▶ [Document]

Laquelle suspension ? demandera peut-être le lecteur : est-ce celle que décréta M. Thiers ? est-ce celle que confirma M. Duchâtel ? est-ce celle que vient d'ordonner M. de Persigny ?
Antony, comme l'a très bien dit M. Lesur, est un monstre ; ce monstre s'est produit dans un de ces moments de dévergondage de la société qui suivent les révolutions, et où cette morale institution qu'on appelle la censure n'a pas encore eu le temps de s'établir et de fonctionner. De sorte que, toutes les fois que la société ébranlée chancelle sur sa base, on joue Antony ; mais, toutes les fois que la société est sauvée, que la bourse monte, que la morale triomphe, on supprime Antony.
J'avais profité du moment où la société avait la tête en bas et les jambes en l'air pour faire jouer Antony, et j'avais bien fait ; sans quoi, le gouvernement moral qui fut crucifié entre le procès Cubières et l'assassinat Praslin n'en eût certes pas permis la représentation.
Mais, enfin, Antony avait été joué cent trente fois ; Antony avait droit de bourgeoisie ; il avait fait son effet, produit le mal qu'il devait produire, et l'on n'avait pas de raison de s'en inquiéter, lorsque M. Thiers me fit venir un matin au ministère de l'intérieur.
C'est un homme charmant que M. Thiers ; je connais peu de conteurs plus agréables, et peu d'écouteurs aussi intelligents.
Nous nous étions vus plusieurs fois, et, d'ailleurs, nous nous connaissions, lui et moi : lui parce qu'il s'appelait Thiers, moi parce que je m'appelais Dumas.
- Mon cher poète, avez-vous remarqué une chose ? me demanda-t-il.
- Laquelle, mon cher historien ?
- C'est que le Théâtre-Français va à tous les diables !
- Vous me donnez cela comme une nouvelle ?
- Non, je vous donne cela comme un malheur.
- Peuh !...
- A votre avis, qu'y a-t-il à faire du Théâtre-Français !
- Ce qu'on fait d'un vieux bâtiment, un ponton.
- Bon ! croyez-vous donc qu'il ne puisse plus tenir la mer ?
- Oh ! si fait ! avec une carène nouvelle, des voiles neuves et un autre équipage.
- Eh bien, c'est mon avis... Il me fait l'effet du cheval que, dans sa folie, Roland traine par la bride : il a toutes les qualités du cheval ; seulement, toutes ces qualités sont paralysées par un petit malheur : il est mort !
- C'est justement cela.

(Extraits d'un jeu de données de détection)

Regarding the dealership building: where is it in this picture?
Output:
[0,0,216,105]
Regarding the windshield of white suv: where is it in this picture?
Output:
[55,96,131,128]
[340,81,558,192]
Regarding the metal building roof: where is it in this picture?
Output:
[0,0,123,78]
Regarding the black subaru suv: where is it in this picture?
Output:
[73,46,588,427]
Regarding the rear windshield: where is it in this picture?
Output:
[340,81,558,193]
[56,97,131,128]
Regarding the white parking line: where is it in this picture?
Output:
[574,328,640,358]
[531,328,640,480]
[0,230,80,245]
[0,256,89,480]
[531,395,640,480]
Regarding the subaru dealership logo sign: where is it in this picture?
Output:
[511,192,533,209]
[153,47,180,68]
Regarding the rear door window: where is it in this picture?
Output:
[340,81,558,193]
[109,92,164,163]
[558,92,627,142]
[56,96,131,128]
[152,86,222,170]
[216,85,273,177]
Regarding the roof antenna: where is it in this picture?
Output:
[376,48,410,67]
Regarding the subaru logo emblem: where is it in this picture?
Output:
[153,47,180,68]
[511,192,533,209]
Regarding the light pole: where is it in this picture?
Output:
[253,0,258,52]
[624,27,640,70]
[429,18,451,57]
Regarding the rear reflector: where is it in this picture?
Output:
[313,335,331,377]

▶ [Petit exercice 1]
Dites si chacune de ces affirmations est conforme au document, par oui ou par non, en citant mot pour mot les mots du texte qui tranchent.
(a) Antony avait été joué cent trente fois.
(b) M. Thiers fit venir l'auteur un soir au ministère de la guerre.
(c) L'auteur juge que M. Thiers est un conteur peu agréable.
▶ [Petit exercice 2]
Répondez brièvement à ces questions d'après le document.
(a) Qu'est Antony, selon ce qu'a dit M. Lesur ?
(b) Comment M. Thiers appelle-t-il l'auteur au début de leur conversation ?
(c) D'après l'auteur, que faut-il faire du Théâtre-Français, comme d'un vieux bâtiment ?
▶ [Petit exercice 3]
Recopiez du document tout ce qui va de « Laquelle suspension ? » jusqu'à « on supprime Antony. ».

▶ [Réponse écrite 1]
(a) Oui : « Antony avait été joué cent trente fois ».
(b) Non : « M. Thiers me fit venir un matin au ministère de l'intérieur ».
(c) Non : « je connais peu de conteurs plus agréables ».

▶ [Réponse écrite 2]
(a) Un monstre.
(b) « Mon cher poète ».
(c) Un ponton.

▶ [Réponse écrite 3]
Laquelle suspension ? demandera peut-être le lecteur : est-ce celle que décréta M. Thiers ? est-ce celle que confirma M. Duchâtel ? est-ce celle que vient d'ordonner M. de Persigny ?
Antony, comme l'a très bien dit M. Lesur, est un monstre ; ce monstre s'est produit dans un de ces moments de dévergondage de la société qui suivent les révolutions, et où cette morale institution qu'on appelle la censure n'a pas encore eu le temps de s'établir et de fonctionner. De sorte que, toutes les fois que la société ébranlée chancelle sur sa base, on joue Antony ; mais, toutes les fois que la société est sauvée, que la bourse monte, que la morale triomphe, on supprime Antony.